Artículo:
Jugar por amor al fútbol y no a los billetes, es lo que pregona desde siempre. En sus casi cuatro décadas de vida luchó para no caer en lo que la desilusionó profundamente de la práctica masculina: los negocios degenerantes en torno al deporte.

La mano de Dios

Arquera se hace. Nadie quiere ser arquera. Por hache o por bé. Es difícil mirar a lo lejos como tu equipo avanza o retrocede en conjunto, distante. ¿Quién quiere rasparse o convivir con la presión del error? A lo mejor alguien de personalidad más fuerte e independiente dirá que no calienta estar apartado la mayor parte del tiempo de juego, sino que el post partido es lo peor. Claro, “nadie recuerda que sacaste 80 pelotas pero se van a acordar de la que entró”.

Ser arquera duele y no cualquiera está preparado para semejante batalla. Solitaria, con una responsabilidad suprema en el resultado final, y con la madurez suficiente para bancarse la que venga.

Por todo eso, Verónica no quería ser la número uno. Muchas de quienes hoy se calzan los guantes no deseaban hacerlo y llegaron por casualidad, accidente o descarte. Verónica no quería pero fue. “Jamás me imaginé que iba a terminar atajando, yo quería jugar y meter goles, no evitarlos”.

Consigna A: Resume en forma de lista el párrafo del artículo que comienza con «Arquera se hace» y conserva sus datos principales.
El artículo y los registros provienen de fuentes distintas.

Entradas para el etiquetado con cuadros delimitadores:
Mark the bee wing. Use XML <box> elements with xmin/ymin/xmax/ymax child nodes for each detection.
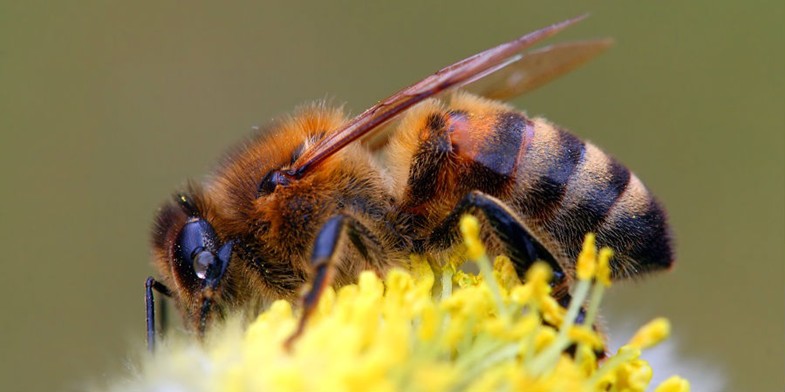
<box><xmin>287</xmin><ymin>15</ymin><xmax>587</xmax><ymax>178</ymax></box>
<box><xmin>463</xmin><ymin>38</ymin><xmax>613</xmax><ymax>100</ymax></box>
<box><xmin>361</xmin><ymin>38</ymin><xmax>613</xmax><ymax>151</ymax></box>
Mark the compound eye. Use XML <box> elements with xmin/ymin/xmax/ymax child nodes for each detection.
<box><xmin>192</xmin><ymin>248</ymin><xmax>217</xmax><ymax>280</ymax></box>
<box><xmin>174</xmin><ymin>219</ymin><xmax>232</xmax><ymax>289</ymax></box>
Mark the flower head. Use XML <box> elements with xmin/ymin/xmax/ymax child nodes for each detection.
<box><xmin>116</xmin><ymin>218</ymin><xmax>689</xmax><ymax>391</ymax></box>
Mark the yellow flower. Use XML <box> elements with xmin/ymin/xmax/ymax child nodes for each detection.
<box><xmin>628</xmin><ymin>318</ymin><xmax>671</xmax><ymax>349</ymax></box>
<box><xmin>114</xmin><ymin>222</ymin><xmax>689</xmax><ymax>392</ymax></box>
<box><xmin>654</xmin><ymin>376</ymin><xmax>690</xmax><ymax>392</ymax></box>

Consigna B: Expresa como tabla Markdown, con las columnas Núm y Contenido, todo lo que hay en los registros desde la línea que contiene "Mark the yellow" hasta el final de los registros, ambos extremos incluidos. Omite las líneas en blanco.

Respuesta A:
- A la arquera se la hace: nadie quiere ocupar ese puesto.
- Es difícil mirar a lo lejos, a distancia, cómo el propio equipo avanza o retrocede.
- El puesto implica rasparse y convivir con la presión del error.
- Alguien de personalidad más fuerte e independiente quizás diga que no le molesta estar apartado la mayor parte del juego y que lo peor es el post partido.
- «Nadie recuerda que sacaste 80 pelotas pero se van a acordar de la que entró».

Respuesta B:
| Núm | Contenido |
|---|---|
| 1 | Mark the yellow flower. Use XML <box> elements with xmin/ymin/xmax/ymax child nodes for each detection. |
| 2 | <box><xmin>628</xmin><ymin>318</ymin><xmax>671</xmax><ymax>349</ymax></box> |
| 3 | <box><xmin>114</xmin><ymin>222</ymin><xmax>689</xmax><ymax>392</ymax></box> |
| 4 | <box><xmin>654</xmin><ymin>376</ymin><xmax>690</xmax><ymax>392</ymax></box> |